[Document passage — start]
Chaotic amplification?

I recently bought a clear glass kettle which has a flat plate element; it’s fascinating to watch it boil (and yes, it does actually boil when watched).

I happened to notice that if I switch it on to boil when the water inside is still, the water will be still when it is finished boiling (after the bubbles subside); no surprise, you might be saying.

But I also happened to notice that if the water is sloshing(for want of a better word) from side to side when it is switched on, the water will be sloshing from side to side more when it finishes.

If the water is sloshing around in a circular motion (the vessel is almost spherical in shape), again, the movement will be greater when the water is finished boiling.

It is interesting that even though the water can be moving quite considerably when the kettle is switched on, this will have damped down to very little by the time the water starts to bubble

I have three hypotheses:
1: The chaotic bubbling of the boiling water somehow amplifies existing motion.
2: when the water sloshes to the left, the thinner layer of water remaining at the right heats up quicker than the thick layer of water at the left and vice versa. The increased heat on one side causes convection currents (or expansion, or something) causing forces that contribute to the motion of the water.
3: It is an observational fluke and/or Mangetout is going mildly insane, but I have observed this quite a few times now.

I think I recognise most of the words.

I think they comprise some sentences.

I think my head hurts.
[Document passage — finish]
[Listed entries — start]
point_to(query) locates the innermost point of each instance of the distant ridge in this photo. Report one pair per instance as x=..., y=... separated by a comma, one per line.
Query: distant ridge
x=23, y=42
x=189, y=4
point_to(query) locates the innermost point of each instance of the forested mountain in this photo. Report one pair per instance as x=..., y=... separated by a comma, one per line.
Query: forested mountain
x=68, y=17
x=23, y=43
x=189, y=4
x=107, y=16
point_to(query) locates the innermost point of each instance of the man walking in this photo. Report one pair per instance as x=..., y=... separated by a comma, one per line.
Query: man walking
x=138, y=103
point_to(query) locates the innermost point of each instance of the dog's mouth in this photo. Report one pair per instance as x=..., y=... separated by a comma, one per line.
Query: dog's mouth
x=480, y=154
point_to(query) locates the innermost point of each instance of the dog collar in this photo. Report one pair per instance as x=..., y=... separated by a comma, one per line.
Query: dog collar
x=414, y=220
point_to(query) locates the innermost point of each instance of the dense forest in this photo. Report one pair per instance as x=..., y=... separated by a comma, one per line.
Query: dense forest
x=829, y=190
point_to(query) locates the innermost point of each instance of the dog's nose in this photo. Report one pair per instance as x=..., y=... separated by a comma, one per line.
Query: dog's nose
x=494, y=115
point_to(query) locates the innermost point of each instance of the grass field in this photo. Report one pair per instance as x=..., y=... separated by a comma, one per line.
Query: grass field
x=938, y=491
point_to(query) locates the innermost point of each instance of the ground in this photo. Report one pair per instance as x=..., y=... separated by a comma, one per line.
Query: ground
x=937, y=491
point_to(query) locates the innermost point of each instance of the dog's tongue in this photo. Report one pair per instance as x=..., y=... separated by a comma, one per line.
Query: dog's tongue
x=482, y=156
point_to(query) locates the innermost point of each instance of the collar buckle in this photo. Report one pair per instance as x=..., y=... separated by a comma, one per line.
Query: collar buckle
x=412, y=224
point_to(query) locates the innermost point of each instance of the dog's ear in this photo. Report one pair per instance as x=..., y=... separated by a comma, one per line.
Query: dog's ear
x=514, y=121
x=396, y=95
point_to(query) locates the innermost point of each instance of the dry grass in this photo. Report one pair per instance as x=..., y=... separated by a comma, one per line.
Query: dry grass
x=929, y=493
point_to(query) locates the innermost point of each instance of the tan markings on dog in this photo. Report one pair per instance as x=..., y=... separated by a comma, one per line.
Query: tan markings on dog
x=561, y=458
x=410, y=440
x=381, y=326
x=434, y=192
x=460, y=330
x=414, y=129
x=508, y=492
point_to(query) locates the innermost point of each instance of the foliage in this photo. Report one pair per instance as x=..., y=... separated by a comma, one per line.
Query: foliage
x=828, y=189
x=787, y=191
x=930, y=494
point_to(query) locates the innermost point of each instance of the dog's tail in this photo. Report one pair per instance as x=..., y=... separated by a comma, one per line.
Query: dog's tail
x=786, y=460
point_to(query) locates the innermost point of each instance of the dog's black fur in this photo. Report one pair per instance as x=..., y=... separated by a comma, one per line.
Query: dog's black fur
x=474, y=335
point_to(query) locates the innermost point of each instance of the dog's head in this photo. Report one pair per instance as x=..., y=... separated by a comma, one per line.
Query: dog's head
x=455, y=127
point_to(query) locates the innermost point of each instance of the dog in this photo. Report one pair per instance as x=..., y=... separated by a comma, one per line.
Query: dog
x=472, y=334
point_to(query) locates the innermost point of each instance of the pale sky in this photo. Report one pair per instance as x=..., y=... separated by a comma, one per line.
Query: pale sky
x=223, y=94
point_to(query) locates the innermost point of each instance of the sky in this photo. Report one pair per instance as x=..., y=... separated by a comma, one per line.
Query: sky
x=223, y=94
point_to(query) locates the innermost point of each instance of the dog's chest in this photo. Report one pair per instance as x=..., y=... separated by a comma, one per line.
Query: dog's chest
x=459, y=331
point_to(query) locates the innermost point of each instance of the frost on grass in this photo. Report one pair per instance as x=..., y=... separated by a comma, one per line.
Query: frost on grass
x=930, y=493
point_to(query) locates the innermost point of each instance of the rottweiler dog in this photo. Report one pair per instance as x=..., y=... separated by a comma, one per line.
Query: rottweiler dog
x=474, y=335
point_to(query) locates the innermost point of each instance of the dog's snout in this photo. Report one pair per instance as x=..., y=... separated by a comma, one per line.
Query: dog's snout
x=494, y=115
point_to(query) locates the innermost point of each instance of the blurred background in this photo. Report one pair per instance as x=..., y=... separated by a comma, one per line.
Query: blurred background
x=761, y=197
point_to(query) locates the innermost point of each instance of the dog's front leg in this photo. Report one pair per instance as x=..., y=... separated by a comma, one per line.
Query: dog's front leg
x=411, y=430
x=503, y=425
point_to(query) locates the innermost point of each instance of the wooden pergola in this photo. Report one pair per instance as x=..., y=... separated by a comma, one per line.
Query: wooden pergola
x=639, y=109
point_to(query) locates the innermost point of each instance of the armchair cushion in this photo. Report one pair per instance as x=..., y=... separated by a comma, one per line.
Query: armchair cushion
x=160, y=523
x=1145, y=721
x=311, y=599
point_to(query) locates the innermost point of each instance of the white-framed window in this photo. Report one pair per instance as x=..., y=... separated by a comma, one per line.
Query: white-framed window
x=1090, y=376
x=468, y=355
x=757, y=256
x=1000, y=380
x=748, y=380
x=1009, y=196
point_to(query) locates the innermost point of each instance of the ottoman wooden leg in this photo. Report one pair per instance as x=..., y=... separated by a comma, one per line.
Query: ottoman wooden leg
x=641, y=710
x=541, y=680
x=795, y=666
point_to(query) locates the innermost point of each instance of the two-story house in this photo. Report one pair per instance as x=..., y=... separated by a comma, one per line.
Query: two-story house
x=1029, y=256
[Listed entries — finish]
** Required actions **
**1.** Answer these questions using the post about the glass kettle.
(a) What type of element does the kettle have?
(b) What shape is the vessel said to be?
(c) How many hypotheses does the writer offer?
**2.** Reproduce the glass kettle post word for word, from "But I also happened" up to and including "when it finishes.".

** Solutions in order **
**1.**
(a) A flat plate element.
(b) Almost spherical.
(c) Three.

**2.**
But I also happened to notice that if the water is sloshing(for want of a better word) from side to side when it is switched on, the water will be sloshing from side to side more when it finishes.